• [Data section]
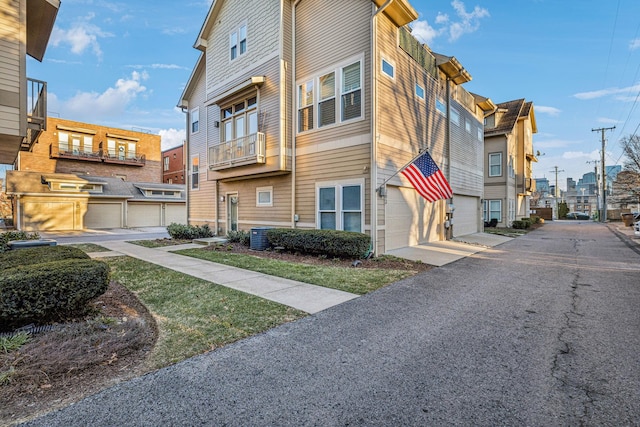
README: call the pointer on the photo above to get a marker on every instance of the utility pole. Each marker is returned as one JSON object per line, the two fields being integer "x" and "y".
{"x": 595, "y": 170}
{"x": 603, "y": 218}
{"x": 556, "y": 191}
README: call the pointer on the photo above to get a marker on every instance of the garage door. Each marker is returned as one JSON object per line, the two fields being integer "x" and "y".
{"x": 466, "y": 216}
{"x": 144, "y": 214}
{"x": 409, "y": 219}
{"x": 103, "y": 215}
{"x": 175, "y": 213}
{"x": 48, "y": 216}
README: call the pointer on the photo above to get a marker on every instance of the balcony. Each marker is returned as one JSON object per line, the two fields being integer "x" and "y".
{"x": 247, "y": 150}
{"x": 76, "y": 153}
{"x": 36, "y": 112}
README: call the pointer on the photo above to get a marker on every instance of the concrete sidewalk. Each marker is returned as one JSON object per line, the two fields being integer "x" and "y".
{"x": 443, "y": 253}
{"x": 302, "y": 296}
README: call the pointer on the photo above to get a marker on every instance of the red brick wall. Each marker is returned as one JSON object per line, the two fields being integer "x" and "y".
{"x": 39, "y": 161}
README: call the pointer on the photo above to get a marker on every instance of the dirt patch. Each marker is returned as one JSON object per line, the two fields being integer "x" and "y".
{"x": 77, "y": 359}
{"x": 385, "y": 261}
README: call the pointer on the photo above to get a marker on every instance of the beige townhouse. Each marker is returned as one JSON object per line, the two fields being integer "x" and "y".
{"x": 302, "y": 113}
{"x": 25, "y": 28}
{"x": 509, "y": 184}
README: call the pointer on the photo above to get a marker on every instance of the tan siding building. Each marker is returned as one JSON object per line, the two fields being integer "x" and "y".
{"x": 302, "y": 126}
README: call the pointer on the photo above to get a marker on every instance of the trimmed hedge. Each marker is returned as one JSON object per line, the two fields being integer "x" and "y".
{"x": 334, "y": 243}
{"x": 51, "y": 291}
{"x": 8, "y": 236}
{"x": 188, "y": 232}
{"x": 38, "y": 255}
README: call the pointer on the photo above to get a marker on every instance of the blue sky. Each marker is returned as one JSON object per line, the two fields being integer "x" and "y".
{"x": 125, "y": 64}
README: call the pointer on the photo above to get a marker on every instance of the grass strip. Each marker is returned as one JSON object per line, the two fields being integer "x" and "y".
{"x": 355, "y": 280}
{"x": 193, "y": 315}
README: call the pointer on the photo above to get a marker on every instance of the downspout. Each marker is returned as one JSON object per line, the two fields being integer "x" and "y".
{"x": 293, "y": 113}
{"x": 374, "y": 129}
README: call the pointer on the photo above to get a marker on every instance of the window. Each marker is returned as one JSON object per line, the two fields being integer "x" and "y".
{"x": 317, "y": 98}
{"x": 240, "y": 119}
{"x": 195, "y": 166}
{"x": 340, "y": 206}
{"x": 495, "y": 164}
{"x": 455, "y": 116}
{"x": 388, "y": 68}
{"x": 238, "y": 42}
{"x": 195, "y": 120}
{"x": 441, "y": 107}
{"x": 492, "y": 209}
{"x": 264, "y": 196}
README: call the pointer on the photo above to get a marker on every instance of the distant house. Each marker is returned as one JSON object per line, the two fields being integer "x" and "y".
{"x": 57, "y": 202}
{"x": 25, "y": 28}
{"x": 82, "y": 175}
{"x": 173, "y": 165}
{"x": 301, "y": 115}
{"x": 508, "y": 147}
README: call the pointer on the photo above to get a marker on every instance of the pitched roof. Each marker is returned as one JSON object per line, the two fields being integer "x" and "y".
{"x": 511, "y": 111}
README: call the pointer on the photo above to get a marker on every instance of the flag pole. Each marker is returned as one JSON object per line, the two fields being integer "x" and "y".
{"x": 379, "y": 189}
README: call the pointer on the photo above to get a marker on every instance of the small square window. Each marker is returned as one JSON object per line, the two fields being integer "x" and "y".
{"x": 388, "y": 69}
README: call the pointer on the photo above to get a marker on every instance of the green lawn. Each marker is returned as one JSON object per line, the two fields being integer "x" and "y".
{"x": 194, "y": 315}
{"x": 355, "y": 280}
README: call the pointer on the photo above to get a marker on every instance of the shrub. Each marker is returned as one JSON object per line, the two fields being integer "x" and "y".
{"x": 50, "y": 291}
{"x": 334, "y": 243}
{"x": 239, "y": 236}
{"x": 40, "y": 254}
{"x": 5, "y": 238}
{"x": 188, "y": 232}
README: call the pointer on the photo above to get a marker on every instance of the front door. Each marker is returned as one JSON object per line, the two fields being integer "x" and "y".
{"x": 232, "y": 212}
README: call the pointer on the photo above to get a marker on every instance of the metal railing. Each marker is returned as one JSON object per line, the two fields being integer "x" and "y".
{"x": 246, "y": 150}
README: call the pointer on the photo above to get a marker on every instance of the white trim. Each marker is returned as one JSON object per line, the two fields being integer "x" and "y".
{"x": 264, "y": 190}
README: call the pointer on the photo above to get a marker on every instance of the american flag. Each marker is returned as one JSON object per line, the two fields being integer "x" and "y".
{"x": 427, "y": 178}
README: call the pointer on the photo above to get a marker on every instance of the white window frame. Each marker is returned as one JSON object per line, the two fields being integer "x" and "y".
{"x": 488, "y": 209}
{"x": 194, "y": 169}
{"x": 238, "y": 42}
{"x": 308, "y": 96}
{"x": 339, "y": 203}
{"x": 420, "y": 92}
{"x": 388, "y": 63}
{"x": 263, "y": 190}
{"x": 491, "y": 158}
{"x": 455, "y": 116}
{"x": 194, "y": 121}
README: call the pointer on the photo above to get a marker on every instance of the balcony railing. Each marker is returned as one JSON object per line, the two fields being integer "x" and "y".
{"x": 247, "y": 150}
{"x": 77, "y": 153}
{"x": 36, "y": 112}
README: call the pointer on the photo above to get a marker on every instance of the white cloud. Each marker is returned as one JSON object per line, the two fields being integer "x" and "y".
{"x": 112, "y": 102}
{"x": 552, "y": 111}
{"x": 80, "y": 36}
{"x": 463, "y": 23}
{"x": 171, "y": 137}
{"x": 610, "y": 91}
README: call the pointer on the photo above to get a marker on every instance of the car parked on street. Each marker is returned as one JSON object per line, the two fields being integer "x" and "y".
{"x": 577, "y": 215}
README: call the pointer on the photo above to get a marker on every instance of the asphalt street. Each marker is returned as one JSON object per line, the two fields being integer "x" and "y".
{"x": 541, "y": 331}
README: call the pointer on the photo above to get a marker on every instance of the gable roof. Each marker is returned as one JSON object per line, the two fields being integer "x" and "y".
{"x": 511, "y": 111}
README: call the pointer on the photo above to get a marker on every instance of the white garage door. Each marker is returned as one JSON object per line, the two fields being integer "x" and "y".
{"x": 466, "y": 215}
{"x": 175, "y": 213}
{"x": 103, "y": 215}
{"x": 48, "y": 216}
{"x": 144, "y": 215}
{"x": 410, "y": 220}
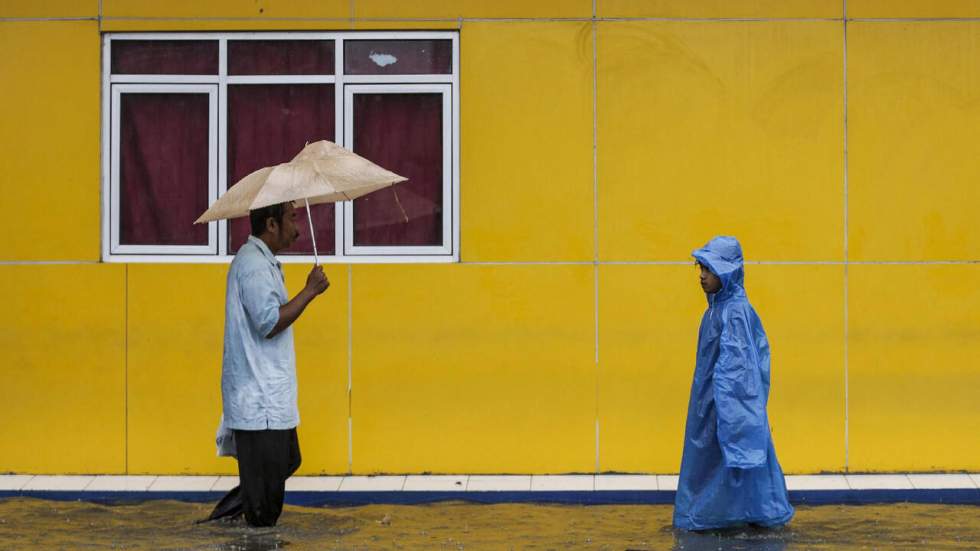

• [Task directions] Reproduce the material above verbatim; omit every picture.

• [Exercise output]
README: call the pointer on the photo above to get a marker on every instance of the utility pole. Each marker is returned as one JSON object per line, the two fields being integer "x" and "y".
{"x": 595, "y": 170}
{"x": 603, "y": 218}
{"x": 556, "y": 191}
README: call the pointer on the photo above to get a marker on every instance of the garage door. Each marker is returned as one JSON object per line, the two fields being integer "x" and "y".
{"x": 466, "y": 216}
{"x": 144, "y": 214}
{"x": 409, "y": 219}
{"x": 103, "y": 215}
{"x": 175, "y": 213}
{"x": 48, "y": 216}
README: call the pointer on the photo above to get a marker on every instance of the balcony. Each marker is returned as one JSON object per line, the two fields being integer "x" and "y".
{"x": 247, "y": 150}
{"x": 76, "y": 153}
{"x": 36, "y": 112}
README: call the pointer on the photo above to get a marker on every instance of the concrete sidewalk. Each marker is returned as one JSON object per line, the two fields being integer "x" and "y".
{"x": 443, "y": 253}
{"x": 302, "y": 296}
README: call the pointer on the photo above to get a marker on every instance of the red brick wall. Each marker is returned as one JSON object per line, the two fields being integer "x" and "y".
{"x": 39, "y": 161}
README: call the pointer on the photo above to get a marker on every instance of the dirt patch. Each marker is returned as one JSON object per line, the two fields being integer "x" and "y".
{"x": 77, "y": 359}
{"x": 385, "y": 261}
README: call the pointer on the photo above to get a marker on every instance of the beige townhouse. Each marker is returned as one JSON object per line, the two fields being integer "x" and "y".
{"x": 302, "y": 113}
{"x": 25, "y": 28}
{"x": 509, "y": 184}
README: call the pointer on the photo above to get a marker on every instance of the tan siding building. Each marker is returned as one JSON object per line, the two fields being integer "x" and "y".
{"x": 302, "y": 126}
README: call the pointer on the photo above to get a marker on every instance of the trimmed hedge. Each marker is returned as one JSON object per line, the two fields being integer "x" and "y".
{"x": 334, "y": 243}
{"x": 51, "y": 291}
{"x": 8, "y": 236}
{"x": 188, "y": 232}
{"x": 38, "y": 255}
README: call the pointer on the photo above to get a marker on every instance of the blue sky. Each marker is returned as one JSON object per line, the two fields being integer "x" and "y".
{"x": 125, "y": 64}
README: call the pointer on the photo above to get a marker on every instance of the grass strip. Each marker is returned as one JSON object per line, the two fields being integer "x" and "y".
{"x": 355, "y": 280}
{"x": 193, "y": 315}
README: call the pointer on the photo above to get a marker on every instance of the downspout. Each marker is returned as one JSON object per line, the two fields being integer "x" and "y".
{"x": 293, "y": 113}
{"x": 374, "y": 129}
README: call the pointer on the photo above to get a marker on every instance of the window. Each marker is returned as one JSON object per line, the two fields being integer "x" and "y".
{"x": 317, "y": 98}
{"x": 240, "y": 119}
{"x": 195, "y": 166}
{"x": 340, "y": 206}
{"x": 495, "y": 164}
{"x": 455, "y": 116}
{"x": 388, "y": 68}
{"x": 238, "y": 42}
{"x": 195, "y": 120}
{"x": 441, "y": 107}
{"x": 492, "y": 209}
{"x": 264, "y": 196}
README: call the pointer on the photo above to get a marker on every instance of the distant house. Each marker is returned as one JSON object per line, the two fields being integer "x" and "y".
{"x": 57, "y": 202}
{"x": 25, "y": 28}
{"x": 82, "y": 175}
{"x": 173, "y": 165}
{"x": 301, "y": 115}
{"x": 508, "y": 147}
README: call the pointer on the photo above to get a marker on every instance of the pitched roof. Each marker is returned as one JSON object per line, the two fields being integer "x" and "y".
{"x": 511, "y": 111}
README: call the pointer on the photo above to get a marker on every instance of the flag pole. Each marker is returned as one JSON object per line, the two fields being integer "x" and "y".
{"x": 379, "y": 189}
README: call the pointer on the photo above to get a marker on every instance of the small square window. Each marker is returned as one JSON object per line, the two fields being integer "x" and "y".
{"x": 388, "y": 69}
README: call the pointer on the photo above to get a marker on every instance of the green lawn. Each marker is returned as one JSON object per line, the two fields being integer "x" and "y".
{"x": 194, "y": 315}
{"x": 355, "y": 280}
README: call the pointer on the photo above to get a marker on every instance of the shrub. Each marker is returned as one JSON object per line, the two fields being integer "x" and "y".
{"x": 50, "y": 291}
{"x": 334, "y": 243}
{"x": 239, "y": 236}
{"x": 40, "y": 254}
{"x": 5, "y": 238}
{"x": 188, "y": 232}
README: call the pointer on the photo above to get a marker on every instance of the front door. Each marker is returned as one JSON object per line, the two fields being integer "x" and "y".
{"x": 232, "y": 212}
README: call the pointer on the photo above to get a marker on every instance of the metal railing. Each marker is returned as one JSON object per line, the two fields being integer "x" and "y".
{"x": 246, "y": 150}
README: call the pointer on the photo above to get a marker on every instance of the white trim. Each marker is returned as one JSON object per line, the two fields being integer "x" and "y".
{"x": 264, "y": 190}
README: call the pointer on the photo above to get a marker on every instance of the american flag. Each marker is returned as one JSON object per line, the two fields being integer "x" and "y".
{"x": 427, "y": 178}
README: call the pointer on the photo above to get a marker on every instance of the white window frame. Each marker is returned as one JSON object per line, the two fields being integer "x" and "y".
{"x": 488, "y": 209}
{"x": 194, "y": 169}
{"x": 238, "y": 42}
{"x": 308, "y": 96}
{"x": 339, "y": 203}
{"x": 420, "y": 92}
{"x": 388, "y": 63}
{"x": 263, "y": 190}
{"x": 491, "y": 158}
{"x": 455, "y": 116}
{"x": 194, "y": 121}
README: call the pointer on the photo above to get a marker on every instance of the balcony railing. Each marker is returned as one JSON object per line, the two fields being integer "x" and "y".
{"x": 247, "y": 150}
{"x": 77, "y": 153}
{"x": 36, "y": 112}
README: call the pointer on the photo above to get a marker on every instance of the white cloud. Each marker is returned as one JSON object per line, the two fields being integer "x" and "y".
{"x": 112, "y": 102}
{"x": 552, "y": 111}
{"x": 80, "y": 36}
{"x": 463, "y": 23}
{"x": 171, "y": 137}
{"x": 610, "y": 91}
README: call the pointer on the photo above to get a marker on every instance of the car parked on street. Each marker is returned as one JSON object per line, the two fields being integer "x" and "y".
{"x": 577, "y": 215}
README: call the pointer on the photo above to get a marker on every instance of the asphalt street. Each marker is returned as one JSON object per line, the two fields being integer "x" and "y".
{"x": 541, "y": 331}
README: call the pointer on the photo above to get a marker on every instance of the gable roof. Each marker is returned as one JSON object per line, the two fields being integer "x" and "y".
{"x": 511, "y": 111}
README: call the pointer on the photo above to get a marker on every instance of the white garage door. Each marker is returned as one JSON object per line, the two fields being integer "x" and "y".
{"x": 466, "y": 215}
{"x": 175, "y": 213}
{"x": 103, "y": 215}
{"x": 48, "y": 216}
{"x": 144, "y": 215}
{"x": 410, "y": 220}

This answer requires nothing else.